Teks Bacaan:

Harga beberapa sayuran ‘terjun bebas’ ditengah musim kemarau yang menghadang usahatani di kawasan Puncak Dua Bogor. Petani desa pangan di sisi ibukota itu tak berdaya, Dinas Pertanian dimana?
Deraan Covid-19 di republik ini belum usai. Wabah dari Cina itu bak amuk naga pada sejumlah kota di Indonesia. Bahkan kibasan ekornya saja, pun berefek ganda, hingga terasa sampai ke pelosok desa.
Kini, akhirnya sektor agribisnis dan masyarakat desa juga terkena imbasnya. Akibat lesunya permintaan pasar komoditas pangan, petani sayuran pun mulai ‘terkapar’. Lemas tak berdaya.
Sebuah sentra sayuran yang tak jauh dari ibukota, dimana selama ini unggul dari sisi persaingan lantaran jarak (distribusi) ke pasar induk cukup dekat, kini tak luput dari dampak corona.
Yang dimaksud adalah sentra hortikultura kawasan Puncak Dua – Bogor. Meski dapat dibilang zona hijau (bebas covid), namun angin dari ‘kibasan ekor naga Covid-19’ telah berdampak hancurnya harga komoditas di tingkat petani.
“Pokoknya sekarang ini harga sayuran gak ada yang benar,” kata Dadang, petani muda di Kampung Arca – Sukawangi, Puncak Dua, Bogor.

Bagian Data:
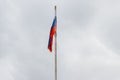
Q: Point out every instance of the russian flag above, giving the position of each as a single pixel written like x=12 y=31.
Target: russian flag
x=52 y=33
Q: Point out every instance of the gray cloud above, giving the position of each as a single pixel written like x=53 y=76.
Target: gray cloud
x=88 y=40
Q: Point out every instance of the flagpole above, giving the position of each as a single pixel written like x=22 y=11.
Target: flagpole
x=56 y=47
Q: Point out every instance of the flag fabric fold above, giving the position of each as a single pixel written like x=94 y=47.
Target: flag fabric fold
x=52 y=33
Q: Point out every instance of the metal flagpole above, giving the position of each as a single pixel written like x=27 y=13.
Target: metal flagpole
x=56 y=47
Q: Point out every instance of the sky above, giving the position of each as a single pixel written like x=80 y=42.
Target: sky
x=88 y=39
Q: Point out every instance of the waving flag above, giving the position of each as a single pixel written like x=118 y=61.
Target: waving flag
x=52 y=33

...

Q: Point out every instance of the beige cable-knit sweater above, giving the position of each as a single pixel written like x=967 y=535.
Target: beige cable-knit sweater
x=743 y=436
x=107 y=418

Kerjakan Soal Berikut:
1 > Ketik ulang seluruh isi teks bacaan tentang harga sayuran di Puncak Dua, dari "Deraan Covid-19 di" terus sampai ke "di tingkat petani.".
2 > Jawab pertanyaan berikut berdasarkan teks bacaan tentang harga sayuran di Puncak Dua.
(a) Dari negara mana wabah Covid-19 disebut berasal?
(b) Mengapa sentra sayuran di dekat ibukota itu selama ini unggul dari sisi persaingan?
(c) Siapa nama petani muda yang dikutip, dan di kampung mana ia bertani?

Hasil Latihan:
1 >
Deraan Covid-19 di republik ini belum usai. Wabah dari Cina itu bak amuk naga pada sejumlah kota di Indonesia. Bahkan kibasan ekornya saja, pun berefek ganda, hingga terasa sampai ke pelosok desa.
Kini, akhirnya sektor agribisnis dan masyarakat desa juga terkena imbasnya. Akibat lesunya permintaan pasar komoditas pangan, petani sayuran pun mulai ‘terkapar’. Lemas tak berdaya.
Sebuah sentra sayuran yang tak jauh dari ibukota, dimana selama ini unggul dari sisi persaingan lantaran jarak (distribusi) ke pasar induk cukup dekat, kini tak luput dari dampak corona.
Yang dimaksud adalah sentra hortikultura kawasan Puncak Dua – Bogor. Meski dapat dibilang zona hijau (bebas covid), namun angin dari ‘kibasan ekor naga Covid-19’ telah berdampak hancurnya harga komoditas di tingkat petani.

2 >
(a) Dari Cina.
(b) Karena jarak distribusinya ke pasar induk cukup dekat.
(c) Dadang, di Kampung Arca – Sukawangi, Puncak Dua, Bogor.